**Goals:**
1. According to the rumor detection repository page, why did its authors propose the Adversary-Aware Rumor Detection framework? Answer in one to three sentences.
2. In the rumor detection repository page, where does the pretrained generation model go?
3. Write the next section of the rumor detection repository page, picking up after its final sentence.

**Supplied text:**
/AARD

Codes for the paper: Adversary-Aware Rumor Detection

Primary LanguagePython

Adversary-Aware Rumor Detection (AARD) ACL 2021 Finding

[Paper][Dataset]

Note:

  1. The file TD_RvNN.vol_5000.txt in the Dataset is obtained from https://github.com/majingCUHK/Rumor_RvNN.

If you use any source code or dataset included in this repo, please cite this paper:

@inproceedings{song2021adversary,
  title={Adversary-Aware Rumor Detection},
  author={Song, Yun-Zhu and Chen, Yi-Syuan and Chang, Yi-Ting and Weng, Shao-Yu and Shuai, Hong-Han},
  booktitle={ACL-IJCNLP: Findings},
  year={2021}
}

Introdiction

Many rumor detection models have been proposed to automatically detect the rumors based on the contents and propagation path. However, most previous works are not aware of malicious attacks, e.g., framing. Therefore, we propose a novel rumor detection framework, Adversary-Aware Rumor Detection, to improve the vulnerability of detection models, including Weighted-Edge Transformer-Graph Network and Position-aware Adversarial Response Generator. To the best of our knowledge, this is the first work that can generate the adversarial response with the consideration of the response position. Even without the adversarial learning process, our detection model (Weighted-Edge Transformer-Graph Network) is also a strong baseline for rumor detection task on Twitter15, Twitter16 and Pheme.

Performance

Getting started

Requirements

Detailed env is included in requirement.txt

Dataset and Model Preparation

  1. We collect the user comments following Twitter's policy, and the processed dataset is available here. The dataset should be placed in ./dataset/
  2. To train the generator, we need the pretrained model, which can be downloaded here). The pretrained generation model should be placed in ./results/pretrain/

The data preprocessing is followed BiGAN. The raw datasets except the comments can be downloaded in raw_pheme provided by Zubiagaet al., 2016 and raw_twitter15_twitter16 provided by Ma et al., 2017.

**Data:**
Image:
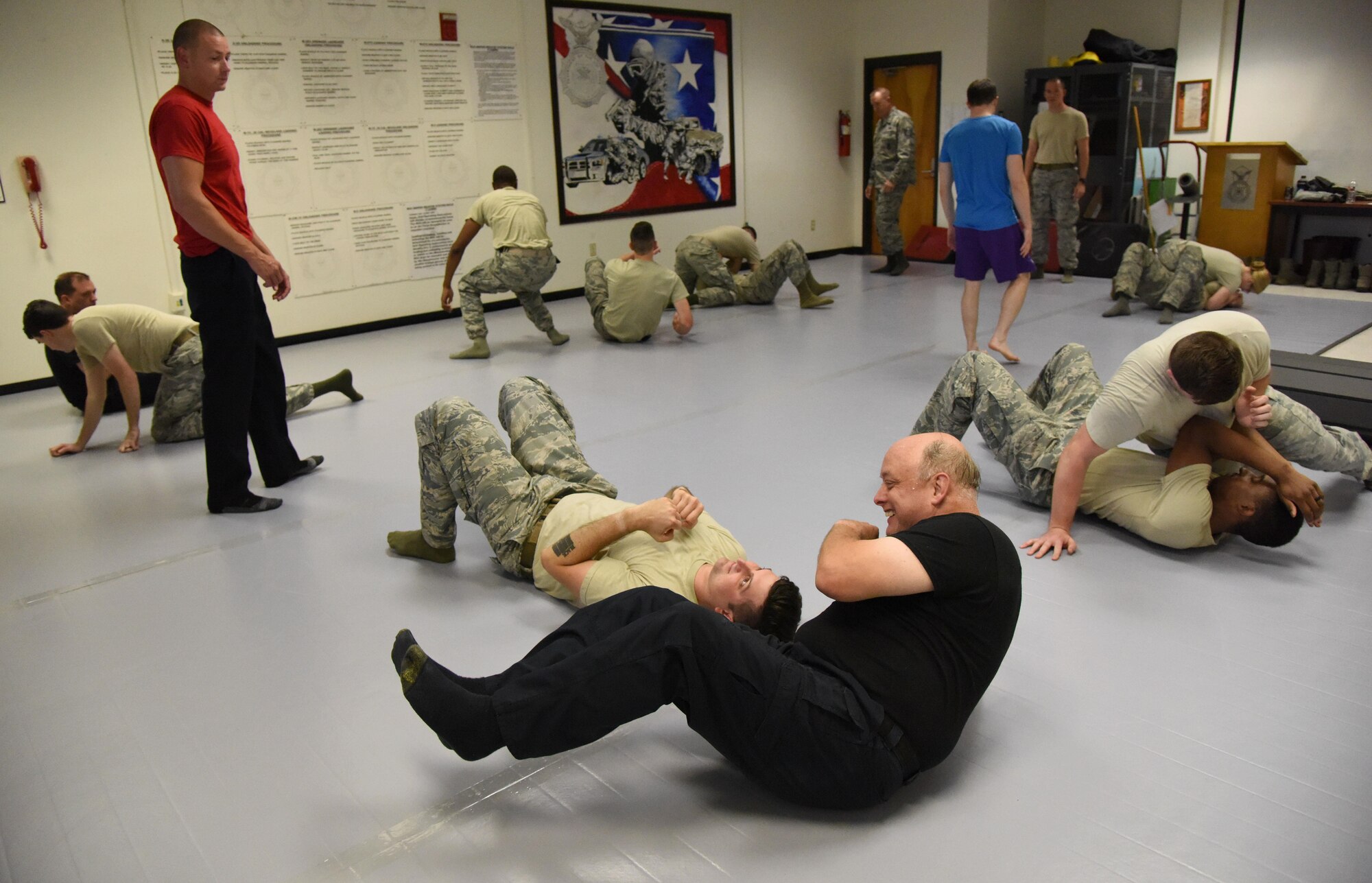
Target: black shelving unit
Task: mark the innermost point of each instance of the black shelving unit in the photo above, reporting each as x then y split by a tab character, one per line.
1108	95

**Answers below:**
1. The authors proposed it because most earlier rumor detection models, which work from the contents and propagation path, do not account for malicious attacks such as framing. The framework is meant to address that weakness in detection models.

2. It should be placed in ./results/pretrain/.

3.
Code structure

|_src\
      |_run.sh  -> script to run the code
      |_main.py
      |_models\
            |_trainer_gen.py    -> warpping different experiments
            |_trainer.py        -> model trainer
            |_model.py          -> main class for AARD model
            |_model_detector.py -> for supporting model.py
            |_model_decoder.py  -> for supporting model.py
            |_predictor.py      -> for decoding form generator
      |_data\   -> for spliting 5-fold and building datagraph
      |_eval\   -> define evaluation metric (Recall, Precision and F-score of each class)
      |_others\ -> define loss, logging info
|_dataset\
      |_Pheme\
      |_Phemetextgraph\     -> can be automatically generated data/getgraph.py
      |_twitter15\
      |_twitter15textgraph\ -> can be automatically generated data/getgraph.py
      |_twitter16\
      |_twitter16textgraph\ -> can be automatically generated data/getgraph.py
|_results\
      |_pretrain\
            |_XSUM_BertExtAbs\

How to run the code

Three-stage training

python main.py \
  -train_detector \
  -train_adv \
  -fold '0,1,2,3,4' \
  -dataset_dir '../dataset/Pheme' \
  -savepath '../results/Pheme' \
  -batch_size 48 \
  -filter True \
  -log_tensorboard \
  -warmup_steps 100 \

Only train detector

python main.py \
  -train_detector \
  -fold '0,1,2,3,4' \
  -dataset_dir '../dataset/Pheme' \
  -savepath '../results/Pheme' \
  -filter True \
  -batch_size 48 \
  -log_tensorboard \
  -warmup_steps 100 \

Evaluate detector

python main.py \
  -test_detector \
  -fold '0,1,2,3,4' \
  -dataset_dir '../dataset/Pheme' \
  -savepath '../results/Pheme' \
  -filter True \
  -batch_size 48 \
  -log_tensorboard \
  -warmup_steps 100 \

Evaluate detector under adversarial attack

python main.py \
  -test_detector \
  -test_gen \
  -fold '0,1,2,3,4' \
  -dataset_dir '../dataset/Pheme' \
  -savepath '../results/Pheme' \
  -filter True \
  -batch_size 48 \
  -log_tensorboard \
  -warmup_steps 100 \

Other experiments in paper

Early rumor detection (only testing)

Run the model testing under different data time stamp.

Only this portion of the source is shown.